EXERCISE -
Skip every line before the one containing "Reviewer note: confirm that each instance of the dome columns", then copy that line and the rest of the entries below exactly, through the last line.

EXTRACTED RECORDS -
+-------+
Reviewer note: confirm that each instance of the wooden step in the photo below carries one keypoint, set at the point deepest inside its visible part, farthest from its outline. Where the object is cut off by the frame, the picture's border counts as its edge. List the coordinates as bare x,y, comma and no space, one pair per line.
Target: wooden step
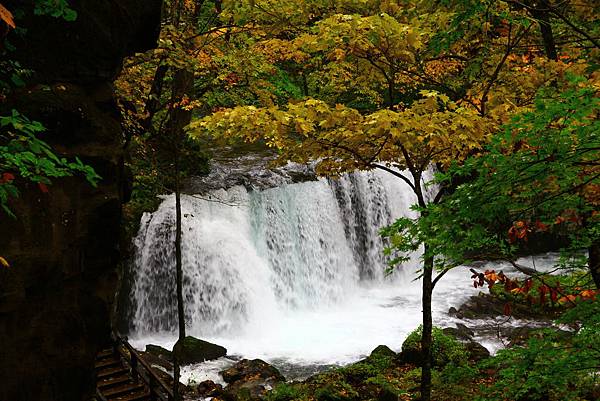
141,395
112,382
105,373
107,363
127,389
105,353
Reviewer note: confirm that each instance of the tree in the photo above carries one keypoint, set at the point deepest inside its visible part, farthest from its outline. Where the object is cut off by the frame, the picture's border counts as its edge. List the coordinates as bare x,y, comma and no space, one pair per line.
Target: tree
23,156
396,87
538,176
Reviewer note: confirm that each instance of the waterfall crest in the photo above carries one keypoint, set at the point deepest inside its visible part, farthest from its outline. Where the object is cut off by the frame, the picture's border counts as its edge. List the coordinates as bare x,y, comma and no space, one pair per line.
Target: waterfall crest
259,255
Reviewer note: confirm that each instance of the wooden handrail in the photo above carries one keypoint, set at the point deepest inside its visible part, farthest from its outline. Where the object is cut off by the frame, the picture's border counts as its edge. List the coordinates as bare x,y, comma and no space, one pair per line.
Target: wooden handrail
135,360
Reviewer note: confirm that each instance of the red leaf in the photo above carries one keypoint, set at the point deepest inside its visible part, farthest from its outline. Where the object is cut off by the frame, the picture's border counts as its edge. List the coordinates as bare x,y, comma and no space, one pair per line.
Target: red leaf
7,16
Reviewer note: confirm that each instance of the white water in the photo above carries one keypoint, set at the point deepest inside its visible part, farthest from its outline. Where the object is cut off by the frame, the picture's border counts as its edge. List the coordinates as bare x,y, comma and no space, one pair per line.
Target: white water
292,275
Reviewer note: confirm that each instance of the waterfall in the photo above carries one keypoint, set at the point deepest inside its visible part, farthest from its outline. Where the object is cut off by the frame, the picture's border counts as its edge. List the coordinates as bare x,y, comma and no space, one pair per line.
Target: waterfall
247,255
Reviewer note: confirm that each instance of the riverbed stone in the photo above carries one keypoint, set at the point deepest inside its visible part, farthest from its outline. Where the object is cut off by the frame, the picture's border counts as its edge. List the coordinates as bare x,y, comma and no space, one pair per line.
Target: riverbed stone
250,379
193,350
382,351
159,352
208,388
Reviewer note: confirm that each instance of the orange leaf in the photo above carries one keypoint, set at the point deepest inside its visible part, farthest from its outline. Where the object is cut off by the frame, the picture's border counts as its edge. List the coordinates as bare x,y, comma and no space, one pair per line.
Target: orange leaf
7,17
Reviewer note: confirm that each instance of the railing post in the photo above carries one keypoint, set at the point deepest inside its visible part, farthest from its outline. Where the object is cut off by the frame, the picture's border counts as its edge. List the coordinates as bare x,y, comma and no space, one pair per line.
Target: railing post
134,362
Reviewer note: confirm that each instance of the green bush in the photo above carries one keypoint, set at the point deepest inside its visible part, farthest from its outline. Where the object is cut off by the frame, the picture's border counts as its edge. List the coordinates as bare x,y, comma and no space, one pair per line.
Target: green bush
552,366
285,392
337,391
445,349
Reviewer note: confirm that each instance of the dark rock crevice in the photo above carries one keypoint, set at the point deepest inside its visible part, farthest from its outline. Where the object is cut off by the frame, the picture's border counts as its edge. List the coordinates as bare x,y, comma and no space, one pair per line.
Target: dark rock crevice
57,296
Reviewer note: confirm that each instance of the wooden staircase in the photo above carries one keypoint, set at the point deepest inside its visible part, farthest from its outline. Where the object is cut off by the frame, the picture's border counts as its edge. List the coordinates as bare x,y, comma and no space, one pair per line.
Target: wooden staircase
122,375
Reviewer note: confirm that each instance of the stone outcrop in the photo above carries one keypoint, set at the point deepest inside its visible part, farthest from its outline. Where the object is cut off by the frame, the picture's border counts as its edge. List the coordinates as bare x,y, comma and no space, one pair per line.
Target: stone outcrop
56,298
193,350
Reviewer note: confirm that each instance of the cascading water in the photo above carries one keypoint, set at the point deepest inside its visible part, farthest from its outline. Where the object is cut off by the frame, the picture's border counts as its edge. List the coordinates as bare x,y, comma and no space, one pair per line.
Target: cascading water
247,254
293,273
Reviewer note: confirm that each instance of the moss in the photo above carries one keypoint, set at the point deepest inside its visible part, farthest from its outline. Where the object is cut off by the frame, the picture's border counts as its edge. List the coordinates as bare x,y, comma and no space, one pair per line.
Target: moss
445,349
287,392
337,391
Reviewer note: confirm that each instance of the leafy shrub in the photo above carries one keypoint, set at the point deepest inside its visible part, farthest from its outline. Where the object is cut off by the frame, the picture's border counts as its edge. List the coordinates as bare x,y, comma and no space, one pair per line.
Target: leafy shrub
552,366
285,392
336,391
445,349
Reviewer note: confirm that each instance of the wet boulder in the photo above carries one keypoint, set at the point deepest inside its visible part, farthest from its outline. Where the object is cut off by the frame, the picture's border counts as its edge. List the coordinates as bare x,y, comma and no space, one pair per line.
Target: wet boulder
159,352
250,379
476,351
208,388
193,350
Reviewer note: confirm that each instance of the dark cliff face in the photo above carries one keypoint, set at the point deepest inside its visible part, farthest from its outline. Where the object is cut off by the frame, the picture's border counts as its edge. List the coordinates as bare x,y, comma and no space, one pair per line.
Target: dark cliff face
56,298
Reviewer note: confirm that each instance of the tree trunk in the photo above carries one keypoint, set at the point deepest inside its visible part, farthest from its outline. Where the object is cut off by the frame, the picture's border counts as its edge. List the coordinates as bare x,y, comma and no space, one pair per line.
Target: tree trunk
179,118
547,35
426,338
594,262
179,279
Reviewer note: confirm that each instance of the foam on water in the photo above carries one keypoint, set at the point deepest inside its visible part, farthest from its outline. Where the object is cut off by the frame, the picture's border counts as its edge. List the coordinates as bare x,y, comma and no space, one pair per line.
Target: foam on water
293,275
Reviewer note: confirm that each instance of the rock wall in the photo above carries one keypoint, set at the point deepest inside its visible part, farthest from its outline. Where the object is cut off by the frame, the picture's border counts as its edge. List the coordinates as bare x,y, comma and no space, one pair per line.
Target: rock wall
56,298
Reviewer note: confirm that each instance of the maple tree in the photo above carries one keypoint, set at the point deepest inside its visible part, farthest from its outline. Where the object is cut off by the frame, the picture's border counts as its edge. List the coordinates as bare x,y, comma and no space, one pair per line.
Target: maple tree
380,86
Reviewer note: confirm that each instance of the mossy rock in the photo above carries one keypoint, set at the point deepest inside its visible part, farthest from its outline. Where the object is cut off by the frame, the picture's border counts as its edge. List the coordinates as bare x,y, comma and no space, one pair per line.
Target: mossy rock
444,349
193,350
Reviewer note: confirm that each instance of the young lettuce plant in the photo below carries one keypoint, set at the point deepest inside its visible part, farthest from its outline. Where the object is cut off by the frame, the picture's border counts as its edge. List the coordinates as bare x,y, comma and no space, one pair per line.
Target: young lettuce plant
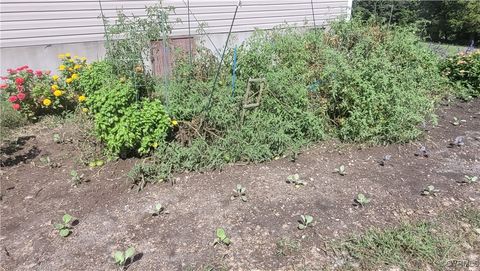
457,122
76,178
362,200
295,179
430,191
240,192
305,221
341,170
159,209
121,258
422,152
384,160
469,179
222,237
64,228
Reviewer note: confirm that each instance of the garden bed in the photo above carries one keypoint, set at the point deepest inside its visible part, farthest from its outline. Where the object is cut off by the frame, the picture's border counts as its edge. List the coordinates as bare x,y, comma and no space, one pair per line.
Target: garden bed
112,216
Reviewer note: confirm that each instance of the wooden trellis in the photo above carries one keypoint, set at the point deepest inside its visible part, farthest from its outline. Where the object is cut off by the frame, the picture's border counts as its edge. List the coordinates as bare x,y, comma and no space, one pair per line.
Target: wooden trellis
253,96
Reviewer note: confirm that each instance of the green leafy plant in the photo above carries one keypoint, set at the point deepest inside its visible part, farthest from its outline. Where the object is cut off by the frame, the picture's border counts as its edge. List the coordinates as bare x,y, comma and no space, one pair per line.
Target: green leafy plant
143,173
240,192
47,161
362,200
222,237
65,227
122,258
295,179
76,178
469,179
96,163
56,138
341,170
463,70
159,209
305,221
430,191
457,122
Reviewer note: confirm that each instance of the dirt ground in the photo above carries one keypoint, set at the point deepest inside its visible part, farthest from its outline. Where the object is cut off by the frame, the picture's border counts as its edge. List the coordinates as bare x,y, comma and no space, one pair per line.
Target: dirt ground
112,216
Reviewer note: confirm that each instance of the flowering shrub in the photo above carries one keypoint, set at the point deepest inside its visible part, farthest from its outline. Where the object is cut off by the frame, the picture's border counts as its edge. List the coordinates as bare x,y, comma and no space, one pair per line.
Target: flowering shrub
23,88
464,69
36,92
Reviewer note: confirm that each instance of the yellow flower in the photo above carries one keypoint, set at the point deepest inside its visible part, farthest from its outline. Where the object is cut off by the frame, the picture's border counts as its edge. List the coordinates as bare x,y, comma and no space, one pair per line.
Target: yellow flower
47,102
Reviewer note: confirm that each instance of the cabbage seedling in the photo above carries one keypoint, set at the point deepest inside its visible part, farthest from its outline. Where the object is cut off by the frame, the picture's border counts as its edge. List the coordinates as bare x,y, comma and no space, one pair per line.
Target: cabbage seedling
221,237
76,178
158,209
341,170
458,142
469,179
457,122
430,191
240,192
362,200
121,257
64,228
295,179
305,221
423,152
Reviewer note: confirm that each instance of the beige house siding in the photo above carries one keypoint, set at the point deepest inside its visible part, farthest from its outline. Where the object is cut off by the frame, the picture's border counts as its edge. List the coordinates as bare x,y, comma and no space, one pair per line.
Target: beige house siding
33,28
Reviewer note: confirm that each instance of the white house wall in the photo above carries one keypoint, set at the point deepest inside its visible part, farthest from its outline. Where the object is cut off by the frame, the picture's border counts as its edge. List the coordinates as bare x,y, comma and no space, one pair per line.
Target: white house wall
34,31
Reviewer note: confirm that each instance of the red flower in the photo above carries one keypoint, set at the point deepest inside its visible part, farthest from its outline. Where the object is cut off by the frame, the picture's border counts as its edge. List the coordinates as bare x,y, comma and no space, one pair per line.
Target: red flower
22,68
16,107
21,96
12,99
19,81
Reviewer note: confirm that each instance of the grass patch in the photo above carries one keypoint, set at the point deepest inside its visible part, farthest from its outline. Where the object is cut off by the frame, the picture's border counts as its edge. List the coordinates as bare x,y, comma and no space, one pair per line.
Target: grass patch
409,246
471,216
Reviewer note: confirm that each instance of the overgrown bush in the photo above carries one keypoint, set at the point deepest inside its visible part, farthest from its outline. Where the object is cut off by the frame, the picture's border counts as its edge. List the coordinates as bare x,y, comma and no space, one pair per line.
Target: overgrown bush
360,81
380,83
123,123
34,93
463,69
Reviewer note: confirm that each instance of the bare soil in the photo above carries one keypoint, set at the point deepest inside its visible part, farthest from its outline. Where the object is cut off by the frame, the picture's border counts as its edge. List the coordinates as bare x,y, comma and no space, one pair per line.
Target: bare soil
112,216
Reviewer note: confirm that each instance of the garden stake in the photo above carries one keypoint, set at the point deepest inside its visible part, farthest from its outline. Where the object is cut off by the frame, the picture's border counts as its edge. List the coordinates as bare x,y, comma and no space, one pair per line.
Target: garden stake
209,105
234,70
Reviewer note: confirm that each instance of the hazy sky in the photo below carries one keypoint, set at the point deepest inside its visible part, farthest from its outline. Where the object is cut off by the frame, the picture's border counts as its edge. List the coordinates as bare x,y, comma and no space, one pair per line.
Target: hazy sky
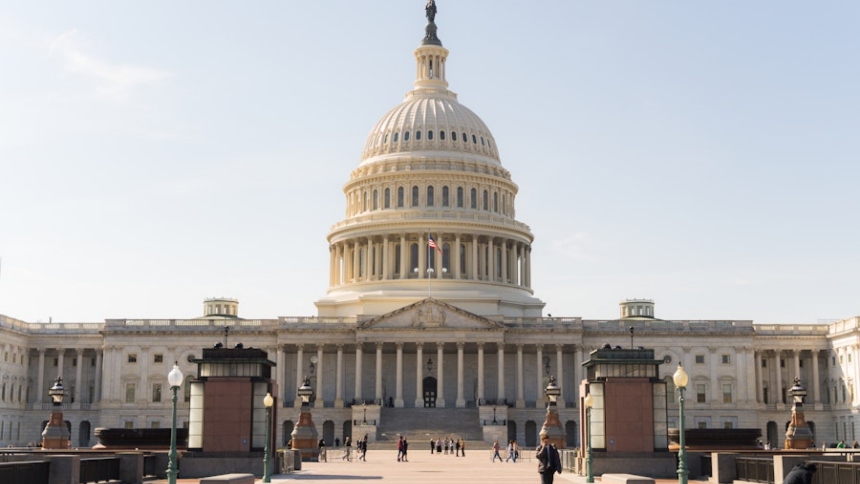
701,154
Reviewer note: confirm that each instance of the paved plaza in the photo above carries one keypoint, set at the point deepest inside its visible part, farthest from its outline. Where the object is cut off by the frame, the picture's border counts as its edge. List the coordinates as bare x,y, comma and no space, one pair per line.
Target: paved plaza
382,466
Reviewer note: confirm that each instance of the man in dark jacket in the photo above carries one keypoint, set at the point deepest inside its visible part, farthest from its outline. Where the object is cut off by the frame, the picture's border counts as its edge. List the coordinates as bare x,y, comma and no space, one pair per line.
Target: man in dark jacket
801,474
548,460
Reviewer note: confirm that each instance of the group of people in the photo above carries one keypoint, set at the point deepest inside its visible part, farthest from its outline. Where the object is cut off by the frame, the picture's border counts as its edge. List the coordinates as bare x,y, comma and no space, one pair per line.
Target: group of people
456,447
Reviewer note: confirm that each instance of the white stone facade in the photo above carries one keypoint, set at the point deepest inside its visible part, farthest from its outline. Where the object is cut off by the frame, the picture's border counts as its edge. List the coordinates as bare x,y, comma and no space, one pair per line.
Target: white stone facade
398,311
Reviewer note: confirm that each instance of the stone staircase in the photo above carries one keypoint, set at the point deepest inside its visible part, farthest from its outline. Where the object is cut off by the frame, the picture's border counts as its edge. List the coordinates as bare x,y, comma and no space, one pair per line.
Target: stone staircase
418,425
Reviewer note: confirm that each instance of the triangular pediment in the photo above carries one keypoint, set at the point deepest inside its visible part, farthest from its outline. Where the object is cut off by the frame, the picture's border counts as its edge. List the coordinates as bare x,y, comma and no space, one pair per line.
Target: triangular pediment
430,314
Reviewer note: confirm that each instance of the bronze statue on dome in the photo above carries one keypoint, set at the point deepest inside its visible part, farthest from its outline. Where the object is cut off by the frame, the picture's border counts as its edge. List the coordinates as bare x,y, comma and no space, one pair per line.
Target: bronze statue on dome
430,10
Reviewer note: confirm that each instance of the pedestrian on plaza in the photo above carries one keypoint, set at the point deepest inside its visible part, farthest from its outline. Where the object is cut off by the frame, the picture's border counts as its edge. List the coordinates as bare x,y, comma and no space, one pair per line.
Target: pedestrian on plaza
801,474
347,444
496,449
548,460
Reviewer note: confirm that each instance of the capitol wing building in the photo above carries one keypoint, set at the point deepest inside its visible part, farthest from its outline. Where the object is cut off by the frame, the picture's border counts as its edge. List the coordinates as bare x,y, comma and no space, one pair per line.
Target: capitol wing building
429,316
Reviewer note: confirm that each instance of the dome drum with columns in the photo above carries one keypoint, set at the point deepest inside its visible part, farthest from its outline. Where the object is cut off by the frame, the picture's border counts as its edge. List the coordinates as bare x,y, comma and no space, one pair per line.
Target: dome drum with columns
430,169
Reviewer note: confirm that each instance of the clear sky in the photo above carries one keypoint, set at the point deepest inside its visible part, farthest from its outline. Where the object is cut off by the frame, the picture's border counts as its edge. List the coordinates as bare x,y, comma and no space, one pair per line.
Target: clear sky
701,154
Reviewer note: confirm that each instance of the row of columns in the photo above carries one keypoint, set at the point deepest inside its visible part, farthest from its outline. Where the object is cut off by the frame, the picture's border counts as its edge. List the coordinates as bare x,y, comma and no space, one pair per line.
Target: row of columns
380,259
399,398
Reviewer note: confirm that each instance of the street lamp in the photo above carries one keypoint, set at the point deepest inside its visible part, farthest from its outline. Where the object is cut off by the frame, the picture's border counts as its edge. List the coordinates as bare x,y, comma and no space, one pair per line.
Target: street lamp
174,379
589,472
268,401
680,377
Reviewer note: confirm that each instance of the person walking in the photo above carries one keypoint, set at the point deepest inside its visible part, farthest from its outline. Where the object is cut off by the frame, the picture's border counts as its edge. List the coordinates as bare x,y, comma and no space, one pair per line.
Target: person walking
801,474
548,460
496,449
347,448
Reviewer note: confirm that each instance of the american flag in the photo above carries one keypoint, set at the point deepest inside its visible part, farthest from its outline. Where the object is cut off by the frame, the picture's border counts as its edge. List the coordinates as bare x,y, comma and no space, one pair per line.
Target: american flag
432,244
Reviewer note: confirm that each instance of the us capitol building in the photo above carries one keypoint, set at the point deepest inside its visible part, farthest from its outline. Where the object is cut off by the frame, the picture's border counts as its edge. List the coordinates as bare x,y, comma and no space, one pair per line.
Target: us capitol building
429,310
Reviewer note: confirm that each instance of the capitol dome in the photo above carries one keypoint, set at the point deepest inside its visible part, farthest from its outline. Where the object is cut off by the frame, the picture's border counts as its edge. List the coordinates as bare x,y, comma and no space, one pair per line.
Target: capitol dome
430,211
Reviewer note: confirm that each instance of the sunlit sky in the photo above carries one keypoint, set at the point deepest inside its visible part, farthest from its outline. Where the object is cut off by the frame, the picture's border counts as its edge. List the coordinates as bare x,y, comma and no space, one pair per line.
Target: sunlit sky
701,154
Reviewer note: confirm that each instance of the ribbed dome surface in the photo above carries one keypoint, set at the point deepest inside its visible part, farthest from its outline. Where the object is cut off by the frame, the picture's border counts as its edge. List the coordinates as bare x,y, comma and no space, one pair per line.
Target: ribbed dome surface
430,122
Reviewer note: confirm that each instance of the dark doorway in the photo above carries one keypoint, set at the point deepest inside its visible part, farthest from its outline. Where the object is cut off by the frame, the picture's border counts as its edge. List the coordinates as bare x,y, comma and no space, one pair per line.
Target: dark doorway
429,392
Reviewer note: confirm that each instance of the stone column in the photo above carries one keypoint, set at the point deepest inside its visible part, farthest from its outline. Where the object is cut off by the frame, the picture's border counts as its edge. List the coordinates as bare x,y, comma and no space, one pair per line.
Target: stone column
440,389
40,378
299,376
97,391
816,384
461,402
539,373
79,361
319,398
419,375
338,392
559,368
521,401
778,390
359,374
398,394
378,373
501,387
480,374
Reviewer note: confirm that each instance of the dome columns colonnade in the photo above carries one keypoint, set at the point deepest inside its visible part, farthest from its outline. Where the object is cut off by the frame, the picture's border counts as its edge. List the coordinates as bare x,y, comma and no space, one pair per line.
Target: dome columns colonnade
396,257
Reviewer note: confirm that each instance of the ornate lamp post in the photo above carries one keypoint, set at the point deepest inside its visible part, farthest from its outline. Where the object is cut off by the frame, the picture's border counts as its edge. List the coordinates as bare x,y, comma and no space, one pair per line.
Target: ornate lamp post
174,379
680,377
589,471
552,425
268,401
56,435
304,436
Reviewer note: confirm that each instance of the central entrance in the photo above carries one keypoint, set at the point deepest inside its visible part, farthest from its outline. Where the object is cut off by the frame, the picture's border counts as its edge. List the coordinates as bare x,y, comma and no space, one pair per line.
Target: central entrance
429,392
+-------+
FINAL RESULT -
Reviewer note: confirm that each instance of the dome columns colonnade in the photo above carries one keypoint, set at the point deepest inside its visible part, farthest from its outline. Where the object is cut off by the frame, the picture's border counts as its edge. List the coordinates as bare x,y, comma and no space, one pair per line.
Target: dome columns colonnade
396,257
Reviewer note: confirm that each instance of the ornate lamp post in the photo above carries one keypoint, set at the point deepest inside its visible part, farthest from its outline. Where the object is cut off by the frame, the picture's border counts as its edge. List the coordinates as bare x,y, comma and no space, one pair per line.
Target: ornate lamp post
174,379
680,377
589,471
552,425
268,401
56,435
304,436
Reviewer note: confirm that each instance of the central entrance in the photo above carries one keypoint, set at the point deepest inside its visible part, farthest from its outline. Where the object is cut off by the frame, the picture's border counts as its edge. List the coordinates as bare x,y, comma and no space, one pair per line.
Target: central entrance
429,392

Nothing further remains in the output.